## BEGIN Extract provided

Significance tests

Choosing a SignificanceTest.

Published 16th February 2017 by Andy Connelly. Updated 9th May 2017.


In an experiment you may hypothesize there is a relationship between two values or two sets of values. To ensure that relationship is robust you need carry out a test of the significance of that hypothesized relationship.

Significance test: A statistical test to determine whether there is a statistically significant difference between two (or more) sets of data at a defined probability level.

Two common examples of this are:

  • A test to evaluate whether the difference between a measured amount and a standard amount (e.g. a certified reference material) can be explained by the presence of random errors in the measurement process.
  • A test to evaluate whether differences between the results from a new method and those of an accepted (perhaps standard) method are significant.

Here I am going to cover the basics of picking and performing a significance test.

DISCLAIMER: I am not an expert on statistics. The content of this blog is what I have discovered through my efforts to understand the subject. I have done my best to make the information here in as accurate as possible. If you spot any errors or admissions, or have any comments, please let me know.

Steps in carrying out a significance test

Figure 2 shows a range of significance tests you can use for different situations. There are many tests available, many more than listed here, and each one is designed for a specific circumstance. For all of the tests we use the same basic procedure (see Figure 1).

Steps of carrying out significance test.
Figure 1: Flow charts showing the key steps of carrying out significance test.

State the Research Hypothesis

A research hypothesis states the expected relationship between two variables. It may be stated in general terms, or it may include dimensions of direction and magnitude. For example,

  • The amount of C-14 is related to the distance from the spillage (2-tail).

## END Extract provided

## Goal
Reproduce verbatim everything in the significance-test post from "Published 16th February" down to "defined probability level.".

## BEGIN Stored data

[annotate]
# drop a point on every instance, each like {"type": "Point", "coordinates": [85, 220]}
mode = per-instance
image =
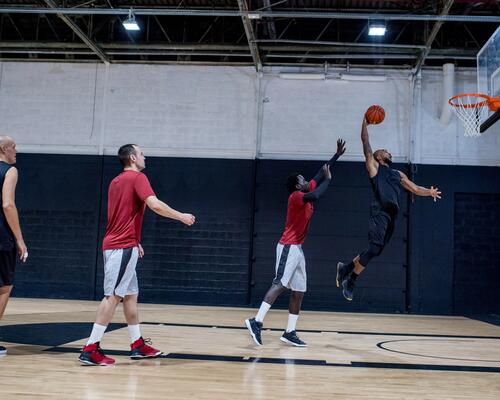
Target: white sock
{"type": "Point", "coordinates": [135, 332]}
{"type": "Point", "coordinates": [292, 322]}
{"type": "Point", "coordinates": [96, 334]}
{"type": "Point", "coordinates": [261, 314]}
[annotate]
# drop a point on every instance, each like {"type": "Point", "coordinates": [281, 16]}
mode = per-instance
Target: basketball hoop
{"type": "Point", "coordinates": [472, 108]}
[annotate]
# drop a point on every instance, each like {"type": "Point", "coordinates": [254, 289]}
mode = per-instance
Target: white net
{"type": "Point", "coordinates": [471, 109]}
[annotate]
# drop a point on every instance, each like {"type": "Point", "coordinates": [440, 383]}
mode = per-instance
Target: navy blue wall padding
{"type": "Point", "coordinates": [432, 238]}
{"type": "Point", "coordinates": [442, 259]}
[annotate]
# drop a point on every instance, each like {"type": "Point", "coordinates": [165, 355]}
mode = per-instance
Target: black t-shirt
{"type": "Point", "coordinates": [386, 186]}
{"type": "Point", "coordinates": [7, 241]}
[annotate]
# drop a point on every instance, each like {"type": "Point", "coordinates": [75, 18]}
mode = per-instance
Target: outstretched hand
{"type": "Point", "coordinates": [435, 193]}
{"type": "Point", "coordinates": [188, 219]}
{"type": "Point", "coordinates": [340, 147]}
{"type": "Point", "coordinates": [327, 172]}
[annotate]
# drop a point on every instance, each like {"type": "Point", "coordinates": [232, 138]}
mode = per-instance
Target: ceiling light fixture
{"type": "Point", "coordinates": [130, 24]}
{"type": "Point", "coordinates": [376, 29]}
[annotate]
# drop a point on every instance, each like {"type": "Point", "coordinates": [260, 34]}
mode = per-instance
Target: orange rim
{"type": "Point", "coordinates": [494, 104]}
{"type": "Point", "coordinates": [485, 100]}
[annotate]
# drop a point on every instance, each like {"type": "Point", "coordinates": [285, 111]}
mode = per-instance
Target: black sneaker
{"type": "Point", "coordinates": [292, 338]}
{"type": "Point", "coordinates": [254, 327]}
{"type": "Point", "coordinates": [342, 273]}
{"type": "Point", "coordinates": [348, 288]}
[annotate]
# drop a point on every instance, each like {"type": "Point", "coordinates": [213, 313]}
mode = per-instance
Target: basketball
{"type": "Point", "coordinates": [374, 115]}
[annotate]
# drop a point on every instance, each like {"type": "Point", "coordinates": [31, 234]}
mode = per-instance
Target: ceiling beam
{"type": "Point", "coordinates": [432, 36]}
{"type": "Point", "coordinates": [263, 14]}
{"type": "Point", "coordinates": [247, 24]}
{"type": "Point", "coordinates": [75, 28]}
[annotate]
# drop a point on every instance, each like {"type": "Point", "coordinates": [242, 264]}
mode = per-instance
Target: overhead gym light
{"type": "Point", "coordinates": [376, 28]}
{"type": "Point", "coordinates": [130, 24]}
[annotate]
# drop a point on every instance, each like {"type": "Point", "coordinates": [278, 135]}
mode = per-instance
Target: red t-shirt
{"type": "Point", "coordinates": [126, 203]}
{"type": "Point", "coordinates": [298, 216]}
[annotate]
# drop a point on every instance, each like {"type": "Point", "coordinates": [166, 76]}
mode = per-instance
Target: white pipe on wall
{"type": "Point", "coordinates": [448, 91]}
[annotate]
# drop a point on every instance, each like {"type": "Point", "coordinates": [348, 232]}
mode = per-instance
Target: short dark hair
{"type": "Point", "coordinates": [125, 152]}
{"type": "Point", "coordinates": [291, 182]}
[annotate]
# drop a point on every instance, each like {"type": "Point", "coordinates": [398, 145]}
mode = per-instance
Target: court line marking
{"type": "Point", "coordinates": [301, 362]}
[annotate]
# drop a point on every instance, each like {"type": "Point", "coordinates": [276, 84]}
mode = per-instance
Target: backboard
{"type": "Point", "coordinates": [488, 74]}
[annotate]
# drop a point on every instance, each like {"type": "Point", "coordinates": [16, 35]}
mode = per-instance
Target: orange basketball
{"type": "Point", "coordinates": [375, 115]}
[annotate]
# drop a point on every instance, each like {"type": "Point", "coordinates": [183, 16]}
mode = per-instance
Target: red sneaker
{"type": "Point", "coordinates": [92, 354]}
{"type": "Point", "coordinates": [141, 349]}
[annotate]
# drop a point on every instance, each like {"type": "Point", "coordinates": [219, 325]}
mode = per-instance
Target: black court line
{"type": "Point", "coordinates": [327, 331]}
{"type": "Point", "coordinates": [304, 362]}
{"type": "Point", "coordinates": [381, 346]}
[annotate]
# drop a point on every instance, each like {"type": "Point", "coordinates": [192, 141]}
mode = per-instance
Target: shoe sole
{"type": "Point", "coordinates": [84, 362]}
{"type": "Point", "coordinates": [289, 341]}
{"type": "Point", "coordinates": [337, 277]}
{"type": "Point", "coordinates": [142, 357]}
{"type": "Point", "coordinates": [247, 323]}
{"type": "Point", "coordinates": [345, 297]}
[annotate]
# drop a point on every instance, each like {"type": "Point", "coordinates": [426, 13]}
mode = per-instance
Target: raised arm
{"type": "Point", "coordinates": [321, 189]}
{"type": "Point", "coordinates": [340, 150]}
{"type": "Point", "coordinates": [160, 208]}
{"type": "Point", "coordinates": [371, 164]}
{"type": "Point", "coordinates": [419, 190]}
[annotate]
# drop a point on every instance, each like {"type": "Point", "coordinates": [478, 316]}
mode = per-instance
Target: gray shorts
{"type": "Point", "coordinates": [291, 267]}
{"type": "Point", "coordinates": [120, 278]}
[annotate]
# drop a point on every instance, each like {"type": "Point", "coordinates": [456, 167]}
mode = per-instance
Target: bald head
{"type": "Point", "coordinates": [382, 156]}
{"type": "Point", "coordinates": [6, 141]}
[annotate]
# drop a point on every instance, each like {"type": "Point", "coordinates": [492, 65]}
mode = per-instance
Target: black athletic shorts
{"type": "Point", "coordinates": [7, 267]}
{"type": "Point", "coordinates": [381, 226]}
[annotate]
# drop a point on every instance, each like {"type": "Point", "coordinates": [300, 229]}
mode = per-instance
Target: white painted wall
{"type": "Point", "coordinates": [229, 112]}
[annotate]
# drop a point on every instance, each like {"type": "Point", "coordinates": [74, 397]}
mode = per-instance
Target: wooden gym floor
{"type": "Point", "coordinates": [209, 355]}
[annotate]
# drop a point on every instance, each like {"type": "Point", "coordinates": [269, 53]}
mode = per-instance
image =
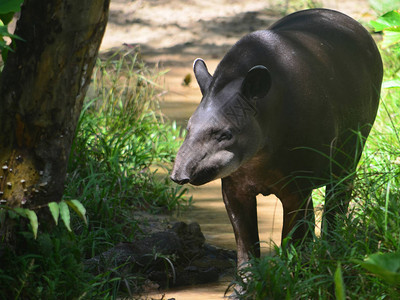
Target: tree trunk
{"type": "Point", "coordinates": [42, 87]}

## END Stored data

## Expected output
Published 16th February 2017 by Andy Connelly. Updated 9th May 2017.


In an experiment you may hypothesize there is a relationship between two values or two sets of values. To ensure that relationship is robust you need carry out a test of the significance of that hypothesized relationship.

Significance test: A statistical test to determine whether there is a statistically significant difference between two (or more) sets of data at a defined probability level.